## Description of the task
Copy out each line below containing "like".

## Input data
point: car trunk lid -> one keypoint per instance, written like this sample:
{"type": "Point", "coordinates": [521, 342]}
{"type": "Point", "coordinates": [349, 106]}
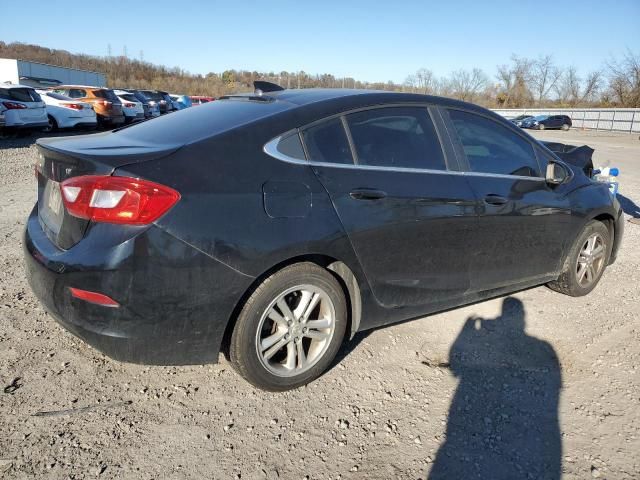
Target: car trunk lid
{"type": "Point", "coordinates": [63, 158]}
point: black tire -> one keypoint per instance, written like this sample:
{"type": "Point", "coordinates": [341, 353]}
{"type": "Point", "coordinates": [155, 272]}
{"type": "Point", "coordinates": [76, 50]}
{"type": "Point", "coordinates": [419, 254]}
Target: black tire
{"type": "Point", "coordinates": [568, 282]}
{"type": "Point", "coordinates": [249, 330]}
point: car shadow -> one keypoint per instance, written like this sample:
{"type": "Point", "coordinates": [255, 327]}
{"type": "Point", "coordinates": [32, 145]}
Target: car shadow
{"type": "Point", "coordinates": [503, 419]}
{"type": "Point", "coordinates": [629, 206]}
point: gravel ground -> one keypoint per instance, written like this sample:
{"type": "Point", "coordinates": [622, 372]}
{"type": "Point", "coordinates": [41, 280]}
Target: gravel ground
{"type": "Point", "coordinates": [537, 383]}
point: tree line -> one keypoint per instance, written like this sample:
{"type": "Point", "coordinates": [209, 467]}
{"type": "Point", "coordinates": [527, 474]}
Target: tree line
{"type": "Point", "coordinates": [522, 82]}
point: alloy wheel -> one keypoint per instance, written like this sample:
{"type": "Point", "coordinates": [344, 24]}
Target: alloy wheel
{"type": "Point", "coordinates": [591, 260]}
{"type": "Point", "coordinates": [295, 330]}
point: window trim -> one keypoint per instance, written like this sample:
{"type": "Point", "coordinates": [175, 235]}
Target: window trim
{"type": "Point", "coordinates": [462, 157]}
{"type": "Point", "coordinates": [271, 147]}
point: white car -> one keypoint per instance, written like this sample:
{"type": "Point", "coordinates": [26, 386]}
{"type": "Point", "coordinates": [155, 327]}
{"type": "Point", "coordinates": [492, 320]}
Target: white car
{"type": "Point", "coordinates": [132, 108]}
{"type": "Point", "coordinates": [65, 112]}
{"type": "Point", "coordinates": [22, 108]}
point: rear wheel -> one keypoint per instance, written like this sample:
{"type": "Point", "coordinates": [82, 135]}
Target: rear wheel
{"type": "Point", "coordinates": [586, 261]}
{"type": "Point", "coordinates": [290, 329]}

## Exercise output
point: car trunk lid -> one keypoint per instance, written like this sample:
point: black tire -> one keypoint per instance, written like this sample:
point: car shadow -> one keypoint per instance, written like this sample:
point: gravel ground -> one keypoint per instance, written like this sample:
point: tree line -> one keypoint per instance, written like this sample:
point: alloy wheel -> one keypoint per instance, written like this sample:
point: window trim -> one keypoint per instance, written like this sample:
point: white car -> one keypoint per instance, written like this sample:
point: rear wheel -> one keypoint per instance, written like this sample:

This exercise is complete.